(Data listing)
◇ ◇ ◇ ◇

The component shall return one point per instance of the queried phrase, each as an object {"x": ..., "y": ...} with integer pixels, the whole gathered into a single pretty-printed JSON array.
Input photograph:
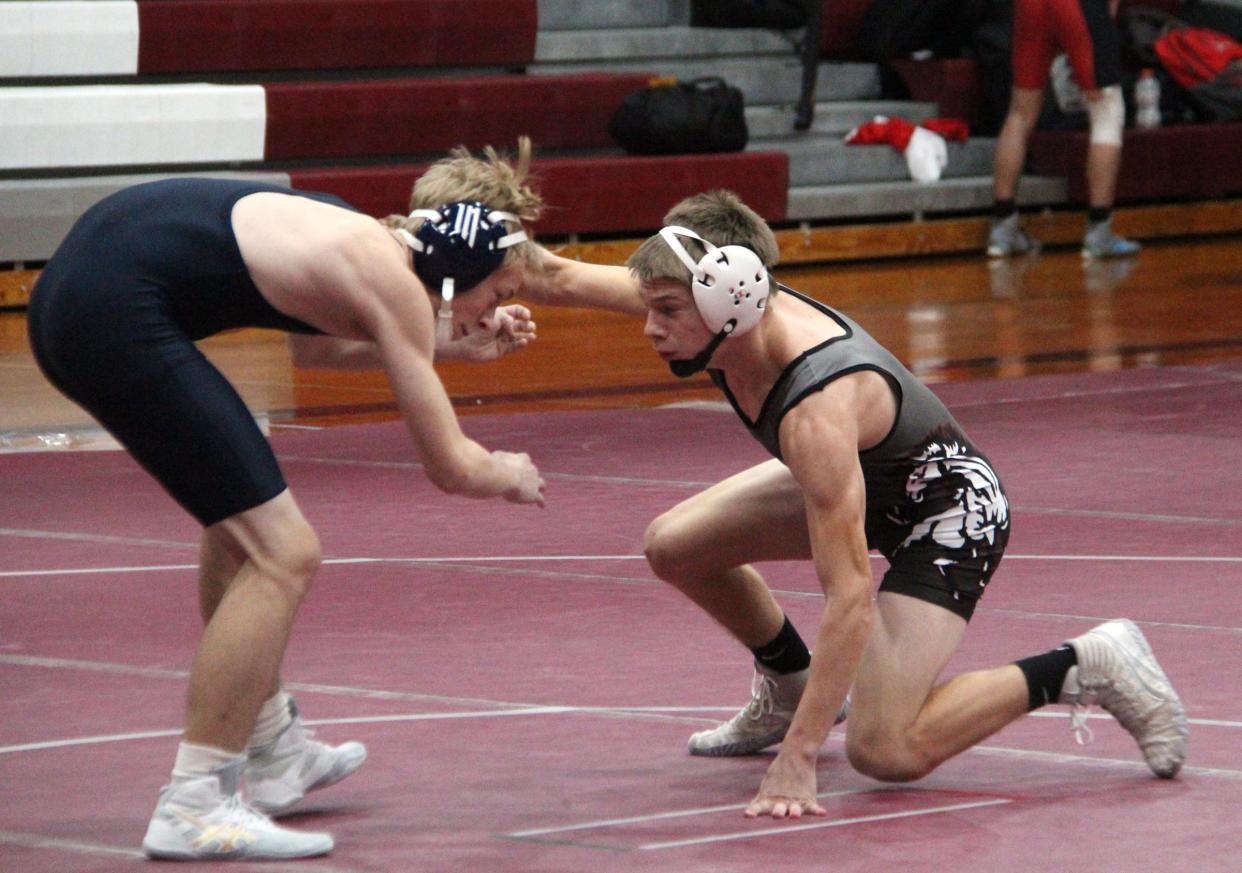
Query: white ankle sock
[
  {"x": 195, "y": 761},
  {"x": 273, "y": 718}
]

◇ ◇ ◇ ◇

- [Given task] Rewrite the rows above, swapping "Input photograph" for "Source image" everywhere and leaving everything else untouched. Leave out the pictures.

- [Output of the exercise]
The component shall return one point per instance of the queried phrase, each as an object {"x": ..., "y": ...} with integer pixels, the whole gathered into a single pretty-printed JSON array.
Source image:
Query: white ankle sock
[
  {"x": 195, "y": 761},
  {"x": 273, "y": 718}
]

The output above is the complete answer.